» Task goal
Set down all of the entries precisely as they were written.

Material for this task below:

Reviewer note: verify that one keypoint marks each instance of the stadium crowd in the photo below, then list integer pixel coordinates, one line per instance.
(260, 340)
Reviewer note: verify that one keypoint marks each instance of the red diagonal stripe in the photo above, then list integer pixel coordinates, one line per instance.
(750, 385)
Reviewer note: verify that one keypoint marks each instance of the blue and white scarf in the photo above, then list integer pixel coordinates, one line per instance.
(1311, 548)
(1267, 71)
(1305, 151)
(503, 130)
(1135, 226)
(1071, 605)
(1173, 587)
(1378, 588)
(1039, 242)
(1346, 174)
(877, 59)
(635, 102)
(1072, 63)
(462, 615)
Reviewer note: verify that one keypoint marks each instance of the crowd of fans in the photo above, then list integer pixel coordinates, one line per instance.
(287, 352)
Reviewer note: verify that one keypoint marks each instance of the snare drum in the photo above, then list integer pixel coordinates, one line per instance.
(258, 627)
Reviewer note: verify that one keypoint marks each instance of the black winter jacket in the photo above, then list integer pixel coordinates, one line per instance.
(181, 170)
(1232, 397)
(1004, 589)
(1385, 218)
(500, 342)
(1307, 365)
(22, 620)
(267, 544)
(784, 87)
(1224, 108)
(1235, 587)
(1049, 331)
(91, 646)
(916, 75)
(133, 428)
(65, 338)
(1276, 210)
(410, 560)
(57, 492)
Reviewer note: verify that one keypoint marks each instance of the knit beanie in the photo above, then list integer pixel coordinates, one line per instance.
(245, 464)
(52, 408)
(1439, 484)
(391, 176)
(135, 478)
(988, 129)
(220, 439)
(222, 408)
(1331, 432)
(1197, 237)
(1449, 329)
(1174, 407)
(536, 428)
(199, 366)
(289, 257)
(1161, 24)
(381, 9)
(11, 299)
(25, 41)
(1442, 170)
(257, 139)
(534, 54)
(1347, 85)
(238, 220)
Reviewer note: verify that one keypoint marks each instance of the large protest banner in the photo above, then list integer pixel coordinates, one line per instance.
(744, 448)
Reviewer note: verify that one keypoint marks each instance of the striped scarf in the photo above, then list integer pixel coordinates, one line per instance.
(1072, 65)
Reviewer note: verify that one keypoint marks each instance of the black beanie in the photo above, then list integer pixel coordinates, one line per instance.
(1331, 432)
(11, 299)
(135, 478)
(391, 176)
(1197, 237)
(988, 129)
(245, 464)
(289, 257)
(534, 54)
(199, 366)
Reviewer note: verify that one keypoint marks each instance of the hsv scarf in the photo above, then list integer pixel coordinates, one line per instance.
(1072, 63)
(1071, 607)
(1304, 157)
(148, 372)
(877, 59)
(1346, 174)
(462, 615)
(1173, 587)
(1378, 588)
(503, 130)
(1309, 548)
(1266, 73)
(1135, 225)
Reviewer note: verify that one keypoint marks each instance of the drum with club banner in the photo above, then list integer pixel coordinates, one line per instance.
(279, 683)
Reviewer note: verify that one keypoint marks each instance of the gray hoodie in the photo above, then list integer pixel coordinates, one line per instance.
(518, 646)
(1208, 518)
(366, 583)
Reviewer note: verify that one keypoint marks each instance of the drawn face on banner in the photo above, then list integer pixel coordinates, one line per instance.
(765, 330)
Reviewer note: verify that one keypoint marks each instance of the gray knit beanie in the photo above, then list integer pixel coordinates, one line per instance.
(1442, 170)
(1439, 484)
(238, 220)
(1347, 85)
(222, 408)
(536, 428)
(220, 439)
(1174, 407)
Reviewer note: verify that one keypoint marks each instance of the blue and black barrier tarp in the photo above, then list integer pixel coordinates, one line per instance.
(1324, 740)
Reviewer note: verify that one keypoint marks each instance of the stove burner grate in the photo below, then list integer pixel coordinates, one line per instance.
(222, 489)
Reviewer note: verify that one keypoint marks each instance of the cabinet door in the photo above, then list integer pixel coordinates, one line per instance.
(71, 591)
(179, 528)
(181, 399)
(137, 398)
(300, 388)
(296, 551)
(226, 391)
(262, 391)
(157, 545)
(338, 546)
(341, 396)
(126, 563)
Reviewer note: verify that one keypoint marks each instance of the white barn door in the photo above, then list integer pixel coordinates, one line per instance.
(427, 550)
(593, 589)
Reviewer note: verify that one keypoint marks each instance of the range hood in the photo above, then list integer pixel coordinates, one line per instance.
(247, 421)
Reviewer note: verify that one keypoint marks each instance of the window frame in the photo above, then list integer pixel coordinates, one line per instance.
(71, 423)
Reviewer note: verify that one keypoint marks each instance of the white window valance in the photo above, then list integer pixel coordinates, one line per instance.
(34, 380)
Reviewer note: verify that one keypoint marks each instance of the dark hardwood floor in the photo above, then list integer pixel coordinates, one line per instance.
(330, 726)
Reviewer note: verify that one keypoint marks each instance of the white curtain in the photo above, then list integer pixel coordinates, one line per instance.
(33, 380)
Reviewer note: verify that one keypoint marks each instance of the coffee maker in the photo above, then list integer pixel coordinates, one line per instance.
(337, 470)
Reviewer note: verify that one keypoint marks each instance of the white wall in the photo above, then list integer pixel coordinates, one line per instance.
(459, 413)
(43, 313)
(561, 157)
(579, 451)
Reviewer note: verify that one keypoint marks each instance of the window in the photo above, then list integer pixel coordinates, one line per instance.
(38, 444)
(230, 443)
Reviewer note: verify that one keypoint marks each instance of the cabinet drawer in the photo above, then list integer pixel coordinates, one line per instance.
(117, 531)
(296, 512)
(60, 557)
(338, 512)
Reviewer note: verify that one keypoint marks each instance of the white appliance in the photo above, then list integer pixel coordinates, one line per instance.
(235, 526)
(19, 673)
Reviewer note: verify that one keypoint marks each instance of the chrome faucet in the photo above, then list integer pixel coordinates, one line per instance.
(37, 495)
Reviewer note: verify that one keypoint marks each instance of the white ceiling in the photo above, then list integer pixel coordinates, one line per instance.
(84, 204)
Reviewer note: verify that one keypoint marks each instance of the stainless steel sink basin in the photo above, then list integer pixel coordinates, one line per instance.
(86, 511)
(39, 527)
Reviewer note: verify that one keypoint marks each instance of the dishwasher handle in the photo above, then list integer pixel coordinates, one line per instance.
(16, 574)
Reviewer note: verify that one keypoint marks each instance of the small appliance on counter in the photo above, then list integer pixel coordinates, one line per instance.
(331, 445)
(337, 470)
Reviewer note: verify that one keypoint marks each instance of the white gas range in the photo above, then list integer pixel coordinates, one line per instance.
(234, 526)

End of Material for this task.

» Output for this exercise
Reviewer note: verify that one keypoint marks each instance of the stadium crowd in the photo below, then list integer pixel coordinates, one line per instance.
(260, 340)
Reviewer note: verify that one keypoint marks each instance of the red diagonal stripe in the photo above, then list integer pixel coordinates, one line per instance.
(750, 385)
Reviewer note: verify that one keypoint marks each instance of the blue and white scarf in the photo above, then list integer pixel coordinates, one line per instance.
(1311, 548)
(1267, 71)
(1305, 151)
(503, 130)
(1135, 226)
(1071, 605)
(1173, 587)
(1378, 588)
(1039, 242)
(1346, 174)
(877, 59)
(635, 102)
(1072, 63)
(462, 615)
Reviewer note: verify that one keypoint marks each instance of the crowd of fans in the photo above, then list integer pixel coordinates, one line per instance.
(287, 352)
Reviewer note: verify that one keypoint marks each instance of the snare drum in the photo above, then list integer pixel coordinates, one line per instance.
(258, 627)
Reviewer note: verify that one keypoint marks each instance of the black winter jacket in the photo above, then list integer pixel coordinates, one line per instance.
(181, 170)
(1232, 397)
(1004, 589)
(1385, 218)
(500, 342)
(1307, 365)
(22, 620)
(267, 544)
(784, 87)
(1224, 108)
(1235, 587)
(1049, 331)
(91, 646)
(916, 75)
(133, 428)
(65, 338)
(1276, 210)
(410, 560)
(57, 492)
Reviewer note: verify that one keypoint marks each instance of the knit beanie in the photo above, then list integer pixel coordinates, one line per instance.
(245, 464)
(52, 408)
(1439, 484)
(391, 176)
(135, 478)
(988, 129)
(220, 439)
(222, 408)
(1331, 432)
(1197, 237)
(1449, 329)
(1174, 407)
(536, 428)
(199, 366)
(289, 257)
(1161, 24)
(381, 9)
(11, 299)
(25, 41)
(1442, 170)
(257, 139)
(534, 54)
(1347, 85)
(238, 220)
Reviewer note: verify that one keypoint marks each instance of the large protest banner in the photo above, then list integer pixel coordinates, one line per instance.
(744, 448)
Reviewer note: verify that one keypoint marks each instance of the striped scarf in the photo above, then list integer pixel coordinates, one line per instance.
(1072, 65)
Reviewer note: verify that one keypoint marks each instance of the black beanie in the photo above, then list integer pixel coordinates, one line per instance.
(1331, 432)
(11, 299)
(135, 478)
(391, 176)
(1197, 237)
(988, 129)
(245, 464)
(289, 257)
(534, 54)
(199, 366)
Reviewer note: verify that one keypoint marks each instance of the hsv scarf in the photo above, then list integer pixel coordinates, one line per instance.
(1072, 63)
(1071, 607)
(1304, 157)
(148, 372)
(877, 59)
(1346, 174)
(462, 615)
(1173, 587)
(1378, 588)
(503, 130)
(1309, 548)
(1266, 73)
(1135, 225)
Reviewer note: verify that one keypoint marks each instance of the drum with club banner in the photo above, then list integer pixel coordinates, one line per instance.
(279, 683)
Reviewer note: verify that one keypoint marks each instance of the gray hoodie in the photo above, then list integer pixel coordinates, one line per instance.
(518, 646)
(1208, 518)
(366, 583)
Reviewer note: verify that one keypoint marks each instance of the drawn face on banner in the photo above, then list integer pixel coordinates, one line per instance.
(765, 330)
Reviewer note: verify that one keypoint marks each instance of the gray knit beanie in the photo above, then list integer pixel coordinates, one line per instance.
(1442, 170)
(1439, 484)
(238, 220)
(1347, 85)
(222, 408)
(536, 428)
(220, 439)
(1174, 407)
Reviewer note: verify that one keypoint marks each instance of the blue and black barrier tarp in the photo above, then list integer pixel coordinates, one line per instance.
(1324, 740)
Reviewer note: verify that one keypoint marks each instance of the stove burner grate in the photo below, then list integer pixel coordinates, one line per instance.
(222, 489)
Reviewer note: verify that one keypoint marks each instance of the cabinet door in the photo above, then list integer pixel coordinates, one line per instance.
(71, 591)
(179, 528)
(181, 399)
(137, 398)
(300, 388)
(296, 551)
(226, 391)
(262, 391)
(157, 545)
(338, 546)
(341, 396)
(126, 563)
Reviewer note: verify that one keypoint marks each instance of the white barn door in the photo above, then list integer pixel coordinates, one line per instance.
(427, 550)
(593, 589)
Reviewer note: verify that one keypoint marks each instance of the range hood in the photo above, then list integer pixel coordinates, one line per instance.
(247, 421)
Reviewer note: verify that one keypoint marks each instance of the window frame in the photo above, then list integer pixel coordinates, one line per instance.
(71, 423)
Reviewer note: verify that one keypoint marks each instance of the white window valance in the photo above, then list integer pixel coordinates, one line per instance.
(34, 380)
Reviewer note: verify that one keypoint marks each instance of the dark hardwood floor in the photo above, then list integer pixel coordinates, one line per instance.
(330, 726)
Reviewer note: verify that one keypoint marks each instance of the white curtain in the photo above, then list integer pixel coordinates, one line per instance.
(33, 380)
Reviewer note: verify that one keypoint marks each instance of the coffee maker in the photo above, then list integer pixel coordinates, one line per instance.
(337, 470)
Reviewer note: verify that one keypoint marks each instance of the white wall in the photo above, then list integer pixel coordinates, one line per instance.
(459, 413)
(43, 313)
(561, 157)
(579, 451)
Reviewer note: verify that one keypoint marks each instance of the window in the photo above, then list integer pixel coordinates, one line per instance.
(38, 444)
(230, 443)
Reviewer note: verify that one keypoint marks each instance of the cabinet drawer in the photo above, then list integer pixel coordinates, one line per instance.
(117, 531)
(296, 512)
(60, 557)
(338, 512)
Reviewer note: verify that one keypoint marks each instance of the white appliance in the photo above, then list integer pixel coordinates, one line per instance.
(235, 526)
(19, 673)
Reviewer note: verify that one keypoint marks each instance of the chrome faucet in the photo above, then list integer pixel coordinates, one line per instance.
(37, 495)
Reviewer note: verify that one keypoint marks each instance of the white ceiling in the photo above, then list integer pixel coordinates, one line per instance.
(84, 204)
Reviewer note: verify that one keypoint marks each instance of the stainless steel sink basin in the photo above, then list integer pixel coordinates, one line per instance.
(86, 511)
(39, 527)
Reviewer note: verify that one keypoint marks each instance of the dishwasher handle in the photo above, then list integer pixel coordinates, one line per instance.
(16, 574)
Reviewer note: verify that one keypoint marks each instance of the small appliance on counter in the photo above, then list integer pixel coordinates, one line per instance.
(331, 445)
(337, 470)
Reviewer note: verify that one keypoint marks each instance of the white gas range in the photo above, then list integer pixel coordinates, one line per instance.
(234, 526)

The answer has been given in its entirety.